[Bounding-box records]
============================================================

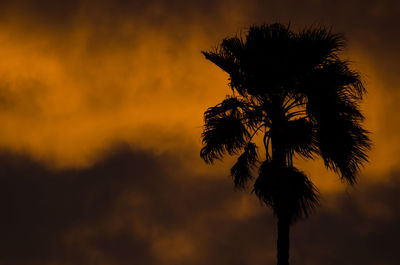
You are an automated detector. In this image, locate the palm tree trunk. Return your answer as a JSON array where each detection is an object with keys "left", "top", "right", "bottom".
[{"left": 277, "top": 217, "right": 290, "bottom": 265}]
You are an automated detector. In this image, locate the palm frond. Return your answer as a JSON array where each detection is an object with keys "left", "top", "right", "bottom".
[
  {"left": 279, "top": 118, "right": 318, "bottom": 158},
  {"left": 253, "top": 161, "right": 318, "bottom": 222},
  {"left": 200, "top": 112, "right": 250, "bottom": 163},
  {"left": 317, "top": 113, "right": 371, "bottom": 184},
  {"left": 231, "top": 143, "right": 258, "bottom": 188}
]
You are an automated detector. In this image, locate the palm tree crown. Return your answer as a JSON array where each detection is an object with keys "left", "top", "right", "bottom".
[{"left": 200, "top": 23, "right": 370, "bottom": 264}]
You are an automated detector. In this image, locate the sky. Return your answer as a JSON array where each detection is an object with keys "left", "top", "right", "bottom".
[{"left": 0, "top": 0, "right": 400, "bottom": 265}]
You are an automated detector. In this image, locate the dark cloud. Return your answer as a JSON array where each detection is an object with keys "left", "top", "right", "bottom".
[{"left": 0, "top": 146, "right": 400, "bottom": 265}]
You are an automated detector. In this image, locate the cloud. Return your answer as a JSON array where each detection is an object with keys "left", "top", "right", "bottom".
[{"left": 0, "top": 145, "right": 400, "bottom": 265}]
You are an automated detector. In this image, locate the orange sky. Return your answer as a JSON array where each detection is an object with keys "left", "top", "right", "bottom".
[{"left": 0, "top": 1, "right": 400, "bottom": 188}]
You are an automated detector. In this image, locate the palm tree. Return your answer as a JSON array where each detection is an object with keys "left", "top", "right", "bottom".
[{"left": 200, "top": 23, "right": 370, "bottom": 265}]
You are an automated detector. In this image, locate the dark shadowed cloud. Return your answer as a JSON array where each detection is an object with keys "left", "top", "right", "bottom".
[{"left": 0, "top": 146, "right": 400, "bottom": 265}]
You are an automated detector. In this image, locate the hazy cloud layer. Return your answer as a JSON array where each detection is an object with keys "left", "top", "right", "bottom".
[{"left": 0, "top": 0, "right": 400, "bottom": 175}]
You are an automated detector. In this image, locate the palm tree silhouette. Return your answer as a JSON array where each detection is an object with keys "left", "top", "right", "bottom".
[{"left": 200, "top": 23, "right": 370, "bottom": 265}]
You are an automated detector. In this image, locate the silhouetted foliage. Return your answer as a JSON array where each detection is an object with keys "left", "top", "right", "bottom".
[{"left": 200, "top": 23, "right": 370, "bottom": 265}]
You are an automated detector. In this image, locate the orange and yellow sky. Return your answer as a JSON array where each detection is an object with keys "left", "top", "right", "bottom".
[{"left": 0, "top": 0, "right": 400, "bottom": 265}]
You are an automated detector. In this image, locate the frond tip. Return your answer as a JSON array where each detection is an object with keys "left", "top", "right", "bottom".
[
  {"left": 231, "top": 143, "right": 257, "bottom": 188},
  {"left": 253, "top": 161, "right": 319, "bottom": 222},
  {"left": 200, "top": 112, "right": 249, "bottom": 163}
]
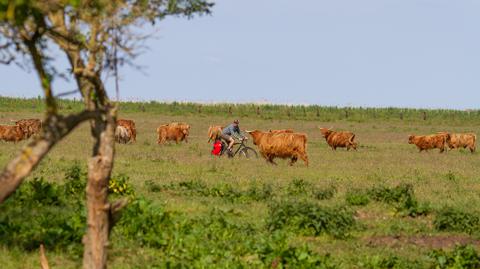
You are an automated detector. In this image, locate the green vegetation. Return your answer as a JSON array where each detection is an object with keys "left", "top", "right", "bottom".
[{"left": 0, "top": 98, "right": 480, "bottom": 268}]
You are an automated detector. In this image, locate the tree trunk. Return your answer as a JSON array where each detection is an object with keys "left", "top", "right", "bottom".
[{"left": 83, "top": 104, "right": 116, "bottom": 269}]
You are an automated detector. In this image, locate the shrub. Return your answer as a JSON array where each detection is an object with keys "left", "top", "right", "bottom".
[
  {"left": 313, "top": 185, "right": 337, "bottom": 200},
  {"left": 64, "top": 163, "right": 87, "bottom": 195},
  {"left": 368, "top": 184, "right": 430, "bottom": 217},
  {"left": 144, "top": 180, "right": 162, "bottom": 192},
  {"left": 345, "top": 190, "right": 370, "bottom": 206},
  {"left": 358, "top": 255, "right": 422, "bottom": 269},
  {"left": 0, "top": 178, "right": 86, "bottom": 251},
  {"left": 108, "top": 174, "right": 135, "bottom": 196},
  {"left": 267, "top": 201, "right": 355, "bottom": 237},
  {"left": 115, "top": 198, "right": 172, "bottom": 248},
  {"left": 430, "top": 246, "right": 480, "bottom": 269},
  {"left": 433, "top": 208, "right": 480, "bottom": 234}
]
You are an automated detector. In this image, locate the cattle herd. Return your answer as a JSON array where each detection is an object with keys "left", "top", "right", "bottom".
[{"left": 0, "top": 119, "right": 477, "bottom": 166}]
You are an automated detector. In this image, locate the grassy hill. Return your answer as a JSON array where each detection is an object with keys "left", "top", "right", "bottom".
[{"left": 0, "top": 98, "right": 480, "bottom": 268}]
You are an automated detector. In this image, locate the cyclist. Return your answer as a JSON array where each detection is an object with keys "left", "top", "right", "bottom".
[{"left": 221, "top": 120, "right": 247, "bottom": 155}]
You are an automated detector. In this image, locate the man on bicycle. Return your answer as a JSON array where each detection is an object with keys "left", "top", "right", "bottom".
[{"left": 221, "top": 120, "right": 247, "bottom": 153}]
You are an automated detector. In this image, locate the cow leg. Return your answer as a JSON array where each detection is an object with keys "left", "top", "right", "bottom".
[
  {"left": 267, "top": 156, "right": 277, "bottom": 165},
  {"left": 300, "top": 154, "right": 308, "bottom": 167},
  {"left": 290, "top": 156, "right": 298, "bottom": 166}
]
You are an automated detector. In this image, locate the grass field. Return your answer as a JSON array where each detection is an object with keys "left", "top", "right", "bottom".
[{"left": 0, "top": 100, "right": 480, "bottom": 268}]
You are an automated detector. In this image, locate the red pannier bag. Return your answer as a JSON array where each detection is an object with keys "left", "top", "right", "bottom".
[{"left": 212, "top": 140, "right": 222, "bottom": 156}]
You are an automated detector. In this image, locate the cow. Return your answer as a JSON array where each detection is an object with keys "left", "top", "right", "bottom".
[
  {"left": 15, "top": 119, "right": 42, "bottom": 138},
  {"left": 319, "top": 128, "right": 358, "bottom": 151},
  {"left": 115, "top": 125, "right": 132, "bottom": 144},
  {"left": 157, "top": 122, "right": 190, "bottom": 144},
  {"left": 117, "top": 119, "right": 137, "bottom": 142},
  {"left": 207, "top": 125, "right": 223, "bottom": 143},
  {"left": 247, "top": 130, "right": 308, "bottom": 166},
  {"left": 408, "top": 133, "right": 448, "bottom": 153},
  {"left": 0, "top": 125, "right": 25, "bottom": 143},
  {"left": 446, "top": 133, "right": 477, "bottom": 153},
  {"left": 268, "top": 129, "right": 294, "bottom": 134}
]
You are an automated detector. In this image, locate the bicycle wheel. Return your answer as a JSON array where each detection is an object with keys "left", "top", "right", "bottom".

============================================================

• **TASK GOAL**
Please gather every line in the items above that contains the word "orange", treating uppercase and lowercase as different.

• **FINAL ANSWER**
You are an automated detector. In this image, locate the orange sky. Return your answer as a JSON array where each detection is an object with keys "left", "top", "right", "bottom".
You are an automated detector. In this image, locate the orange and yellow sky. Return your answer as a JSON array where each detection is an object with keys "left", "top", "right", "bottom".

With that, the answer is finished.